Please reproduce every line of the listing below without any changes.

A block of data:
——————————

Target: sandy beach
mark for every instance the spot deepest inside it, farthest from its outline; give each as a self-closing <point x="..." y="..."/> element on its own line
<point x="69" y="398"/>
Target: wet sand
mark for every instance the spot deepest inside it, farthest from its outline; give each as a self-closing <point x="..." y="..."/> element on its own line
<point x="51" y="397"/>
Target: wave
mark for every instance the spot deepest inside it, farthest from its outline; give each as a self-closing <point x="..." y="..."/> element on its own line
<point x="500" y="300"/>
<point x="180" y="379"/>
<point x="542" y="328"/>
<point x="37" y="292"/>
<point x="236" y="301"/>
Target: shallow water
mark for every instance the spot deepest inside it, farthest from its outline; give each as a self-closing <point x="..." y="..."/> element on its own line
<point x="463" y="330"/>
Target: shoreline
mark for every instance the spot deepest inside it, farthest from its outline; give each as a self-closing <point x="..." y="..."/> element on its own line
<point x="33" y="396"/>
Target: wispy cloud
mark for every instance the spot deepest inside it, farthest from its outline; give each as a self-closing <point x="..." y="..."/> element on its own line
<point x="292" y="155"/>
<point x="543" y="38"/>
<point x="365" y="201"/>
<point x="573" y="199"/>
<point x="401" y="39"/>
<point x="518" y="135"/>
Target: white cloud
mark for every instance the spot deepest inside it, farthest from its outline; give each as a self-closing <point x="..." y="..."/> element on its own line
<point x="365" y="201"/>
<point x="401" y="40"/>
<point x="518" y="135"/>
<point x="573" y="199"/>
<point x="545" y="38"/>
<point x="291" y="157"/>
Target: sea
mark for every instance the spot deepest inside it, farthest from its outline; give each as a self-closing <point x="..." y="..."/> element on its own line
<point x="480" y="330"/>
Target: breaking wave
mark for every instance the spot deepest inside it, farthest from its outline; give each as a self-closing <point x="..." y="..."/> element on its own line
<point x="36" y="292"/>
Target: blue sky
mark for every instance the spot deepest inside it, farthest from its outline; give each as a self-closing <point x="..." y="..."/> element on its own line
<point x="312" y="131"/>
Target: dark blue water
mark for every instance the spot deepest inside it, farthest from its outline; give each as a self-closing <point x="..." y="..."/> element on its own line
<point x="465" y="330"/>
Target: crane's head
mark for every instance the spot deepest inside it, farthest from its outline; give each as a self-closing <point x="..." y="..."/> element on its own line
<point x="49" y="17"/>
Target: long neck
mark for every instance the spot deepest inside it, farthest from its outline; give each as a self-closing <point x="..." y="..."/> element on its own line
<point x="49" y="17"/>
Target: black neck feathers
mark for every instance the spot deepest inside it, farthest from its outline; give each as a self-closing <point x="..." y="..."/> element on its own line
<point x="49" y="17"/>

——————————

(REPLY TO THE EXERCISE):
Target: sandy beach
mark for every instance the spot deepest inside it, farthest from its outline; give each as a self-closing <point x="..." y="..."/> element on its own line
<point x="69" y="398"/>
Target: wet sand
mark for every instance the spot deepest inside it, farthest from its outline; give each as a self-closing <point x="..." y="..."/> element on its own line
<point x="51" y="397"/>
Target: wave
mark for every instance the spot deepest inside it, farthest from its outline; give each as a self-closing <point x="..." y="..."/> element on its own line
<point x="500" y="300"/>
<point x="180" y="379"/>
<point x="542" y="328"/>
<point x="37" y="292"/>
<point x="236" y="301"/>
Target: shallow water
mark for every instance the spot deepest inside it, farthest from its outline; give each as a self-closing <point x="..." y="..."/> element on its own line
<point x="463" y="330"/>
Target: shoreline
mark for every instance the spot deepest inside it, farthest from its outline; give each as a self-closing <point x="..." y="..."/> element on its own line
<point x="33" y="396"/>
Target: wispy cloud
mark for every instance the spot deepest inside it, farthest from its outline; give each as a self-closing <point x="..." y="..."/> element on its own line
<point x="292" y="155"/>
<point x="543" y="38"/>
<point x="365" y="201"/>
<point x="573" y="199"/>
<point x="401" y="39"/>
<point x="518" y="135"/>
Target: white cloud
mark for every instance the spot deepest inside it, farthest from its outline; give each as a self-closing <point x="..." y="..."/> element on its own line
<point x="365" y="201"/>
<point x="401" y="40"/>
<point x="518" y="135"/>
<point x="573" y="199"/>
<point x="545" y="38"/>
<point x="291" y="157"/>
Target: sea
mark for every instance the spot deepest inside it, farthest from its outline; give each as a self-closing <point x="..." y="..."/> element on its own line
<point x="480" y="330"/>
Target: breaking wave
mark for every instance the spot deepest inside it, farthest from its outline; give each as a self-closing <point x="..." y="..."/> element on its own line
<point x="36" y="292"/>
Target: blue sky
mark for every instance the spot deepest inside it, farthest from its outline; give each as a self-closing <point x="..." y="..."/> element on its own line
<point x="312" y="131"/>
Target: dark blue water
mark for every instance the spot deepest inside it, farthest from its outline; give each as a self-closing <point x="..." y="..."/> element on its own line
<point x="465" y="330"/>
Target: crane's head
mark for every instance the spot deepest inside it, farthest from its outline; give each as a self-closing <point x="..." y="..."/> element on its own line
<point x="49" y="17"/>
Target: long neck
mark for every instance the spot deepest inside it, farthest from its outline; give each as a self-closing <point x="..." y="..."/> element on its own line
<point x="49" y="17"/>
Target: black neck feathers
mark for every instance the spot deepest inside it, farthest from its outline; give each as a self-closing <point x="..." y="..."/> element on its own line
<point x="49" y="17"/>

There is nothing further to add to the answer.